___ Supplied entries
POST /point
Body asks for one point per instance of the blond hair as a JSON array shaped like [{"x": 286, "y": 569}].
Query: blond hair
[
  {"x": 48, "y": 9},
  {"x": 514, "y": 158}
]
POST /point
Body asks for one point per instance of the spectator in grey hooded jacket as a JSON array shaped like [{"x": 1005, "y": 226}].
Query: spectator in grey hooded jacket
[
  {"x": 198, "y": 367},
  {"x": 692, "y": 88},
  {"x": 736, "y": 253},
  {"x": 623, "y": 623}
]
______
Challenge = Gather each line in the entries above that contains the word "grey", and copy those lines in full.

Answer to this problem =
Body asks for one point per instance of the spectator in grey hooded jacket as a JSON array shaped like [{"x": 1005, "y": 226}].
Query: spectator in grey hooded jacket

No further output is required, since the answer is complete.